(Required action)
Repeat the entries that appear below, exactly and in full.

(Records for this task Opens)

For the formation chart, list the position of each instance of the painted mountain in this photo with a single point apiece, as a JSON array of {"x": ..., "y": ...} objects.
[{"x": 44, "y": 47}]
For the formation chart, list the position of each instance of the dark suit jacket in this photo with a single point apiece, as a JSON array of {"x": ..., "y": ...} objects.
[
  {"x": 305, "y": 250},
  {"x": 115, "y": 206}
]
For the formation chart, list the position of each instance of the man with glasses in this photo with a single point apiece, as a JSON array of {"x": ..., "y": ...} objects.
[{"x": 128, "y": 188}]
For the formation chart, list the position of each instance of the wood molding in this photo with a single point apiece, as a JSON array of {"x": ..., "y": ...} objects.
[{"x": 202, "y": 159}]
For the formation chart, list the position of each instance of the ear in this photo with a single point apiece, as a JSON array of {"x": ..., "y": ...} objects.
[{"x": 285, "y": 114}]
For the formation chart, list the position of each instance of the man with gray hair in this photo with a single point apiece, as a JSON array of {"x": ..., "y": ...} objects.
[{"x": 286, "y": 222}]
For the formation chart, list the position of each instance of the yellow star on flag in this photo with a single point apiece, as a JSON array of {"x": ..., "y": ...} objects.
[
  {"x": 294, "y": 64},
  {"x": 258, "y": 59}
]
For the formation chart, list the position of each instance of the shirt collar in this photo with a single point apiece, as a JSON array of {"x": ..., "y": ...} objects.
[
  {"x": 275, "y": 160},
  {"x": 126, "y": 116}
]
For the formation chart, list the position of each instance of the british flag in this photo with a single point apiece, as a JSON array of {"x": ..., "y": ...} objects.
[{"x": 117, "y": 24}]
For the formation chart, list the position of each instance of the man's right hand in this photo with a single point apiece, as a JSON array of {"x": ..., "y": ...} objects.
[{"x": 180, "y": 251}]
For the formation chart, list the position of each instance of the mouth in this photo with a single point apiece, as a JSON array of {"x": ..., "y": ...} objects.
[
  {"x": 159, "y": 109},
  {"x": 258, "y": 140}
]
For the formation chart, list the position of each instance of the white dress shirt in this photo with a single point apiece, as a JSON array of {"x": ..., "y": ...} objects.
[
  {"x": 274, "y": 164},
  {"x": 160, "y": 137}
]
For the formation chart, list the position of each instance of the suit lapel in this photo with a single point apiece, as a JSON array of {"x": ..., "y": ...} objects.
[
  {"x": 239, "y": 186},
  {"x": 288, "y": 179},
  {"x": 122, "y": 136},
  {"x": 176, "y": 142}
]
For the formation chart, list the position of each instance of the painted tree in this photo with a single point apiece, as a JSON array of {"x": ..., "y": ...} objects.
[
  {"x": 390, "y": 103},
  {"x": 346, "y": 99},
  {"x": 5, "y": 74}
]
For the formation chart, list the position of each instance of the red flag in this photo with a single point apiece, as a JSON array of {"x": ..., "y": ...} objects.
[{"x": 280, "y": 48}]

(Records for this task Closes)

(Solution below)
For the formation chart, list the position of each instance of the painted mountain in this photo with a single point apiece, as a JSON array of {"x": ..., "y": ...} objects.
[{"x": 44, "y": 47}]
For the formation chart, list the position of each instance of the dark suit jacket in this photo with a single point apiece, as a JSON array of {"x": ..., "y": ...} objects.
[
  {"x": 305, "y": 250},
  {"x": 115, "y": 206}
]
For the formation chart, list the position of each instance of the man with glasses in this photo with a single point apiece, as a JSON array of {"x": ..., "y": ...} objects.
[{"x": 128, "y": 188}]
For the formation chart, list the position of each instance of the wood molding in this photo with a single point apiece, as a JSON array of {"x": ..., "y": ...} objects.
[{"x": 202, "y": 159}]
For the formation chart, list the position of each instance of the ear in this photo with a single point apiece, as a JSON array of {"x": ..., "y": ...} objects.
[{"x": 285, "y": 114}]
For the formation chart, list the position of each instance of the man with gray hair in this photo with a single point apiece, as a JSON array of {"x": ..., "y": ...} objects.
[{"x": 286, "y": 222}]
For the formation chart, list the position of each instance of the yellow star on flag in this photo with a single point apiece, as a JSON array of {"x": ..., "y": ...} objects.
[
  {"x": 294, "y": 64},
  {"x": 258, "y": 59}
]
For the formation chart, list the position of each instance of the shirt collar in this photo with a single point apiece, as a JSON array of {"x": ..., "y": ...} objects.
[
  {"x": 275, "y": 160},
  {"x": 126, "y": 116}
]
For the formation chart, list the position of each instance of the british flag in this photo with a single point apiece, as a JSON array of {"x": ..., "y": ...} objects.
[{"x": 117, "y": 24}]
For the formation chart, list the position of each instance of the man's right hand in this photo with a single point apiece, as a JSON array of {"x": ..., "y": ...} objects.
[{"x": 180, "y": 251}]
For the formation chart, list the position of each instance of the mouth in this photo with a single point apiece, as a JSON array of {"x": ..., "y": ...} objects.
[
  {"x": 159, "y": 109},
  {"x": 258, "y": 140}
]
For the formation chart, list the position of each instance of the white dress shirt in this photo with a single point apiece, as a JSON array of {"x": ..., "y": ...} objects.
[
  {"x": 274, "y": 164},
  {"x": 160, "y": 137}
]
For the formation chart, list the position of each instance of the suit lapel in this photo with a single point apiece, as a JSON array of {"x": ..., "y": ...} objects.
[
  {"x": 239, "y": 186},
  {"x": 288, "y": 179},
  {"x": 122, "y": 136},
  {"x": 176, "y": 142}
]
For the formation chart, list the position of each instance of the painted tree in this photo with a single point apiece, as a JSON array of {"x": ..., "y": ...} objects.
[
  {"x": 390, "y": 103},
  {"x": 346, "y": 99},
  {"x": 5, "y": 74}
]
For the formation chart, list the position of each instance of the red flag in this photo with a single point apiece, as a JSON array of {"x": ..., "y": ...} objects.
[{"x": 280, "y": 48}]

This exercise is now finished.